### Source passage
┄┄┄┄┄┄┄┄┄┄┄┄┄┄┄┄┄┄┄┄

The Federal Reserve is signaling a faster-than-expected pace of policy tightening. Yesterday's dot plot suggested two rate hikes by the end of 2023 and Chair Jerome Powell said it was the "talking-about-talking-about meeting" in reference to the discussion on tapering. There also seemed to be some uncertainty creeping in as to how temporary the rise in inflation will be with Powell admitting there is a risk it will prove higher than policy makers think. The action the bank did take yesterday was to raise by 5 basis points the rate on its overnight reverse repurchase-agreement facility and the interest paid on excess reserves, amid the growing dollar glut in short-term funding markets

Moving lower 

The slightly more hawkish-than-expected Fed decision pushed global equity markets a bit lower with Europe's Stoxx 600 Index falling this morning for the first time in 10 days. S&P 500 futures also point to more losses at the open, with Asia posting its biggest slide in a month overnight. The big story is one of dollar strength, which has led to another move down in gold after its plunge yesterday while the Bloomberg Commodity Index has slumped more than 2% from its pre-Fed level. The 10-year Treasury yield was at 1.565%.

Not the only game in town 

While the Fed dominates the headlines today, there's plenty more to digest from central banks around the world. European Central Bank chief economist Philip Lane, speaking to Bloomberg television, signaled that the bank may keep stimulus in place longer than many expect. Norway's monetary authority is preparing a series of quarterly interest rate hikes from September, while the Swiss National Bank kept its ultra-loose policy stance in place. There's no rate move expected from the Turkish central bank decision at 7:00 a.m. Eastern Time. Brazil saw the expected 75 basis point rate hike yesterday and policy makers opened the door to even bigger increases as inflation forecasts surge. 

Claims

Back in the U.S., today's weekly jobless claims figure is expected to show continued improvement, with the number of new people signing on for benefits forecast to drop to 360,000. Powell reiterated yesterday that the Federal Reserve remains some distance from its policy goal of "substantial further progress" while expressing confidence that the U.S. economy is on the path to "a labor market that shows low unemployment, high participation, rising wages for people across the spectrum." Continuing claims are expected to drop to 3.425 million with the data released at 8:30 a.m. 

Coming up...

┄┄┄┄┄┄┄┄┄┄┄┄┄┄┄┄┄┄┄┄

### Recorded data
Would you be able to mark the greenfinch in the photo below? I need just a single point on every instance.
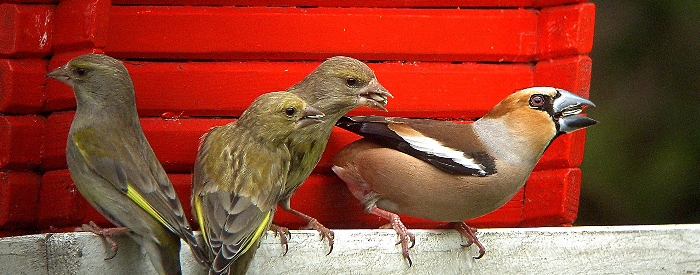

┄┄┄┄┄┄┄┄┄┄┄┄┄┄┄┄┄┄┄┄

### Directives
#1 From the Fed briefing, write out the stretch from "Not the only" through "inflation forecasts surge.".
#2 In the Fed briefing, what level was the 10-year Treasury yield at?

### Outputs in order
#1
Not the only game in town 

While the Fed dominates the headlines today, there's plenty more to digest from central banks around the world. European Central Bank chief economist Philip Lane, speaking to Bloomberg television, signaled that the bank may keep stimulus in place longer than many expect. Norway's monetary authority is preparing a series of quarterly interest rate hikes from September, while the Swiss National Bank kept its ultra-loose policy stance in place. There's no rate move expected from the Turkish central bank decision at 7:00 a.m. Eastern Time. Brazil saw the expected 75 basis point rate hike yesterday and policy makers opened the door to even bigger increases as inflation forecasts surge.

#2 1.565%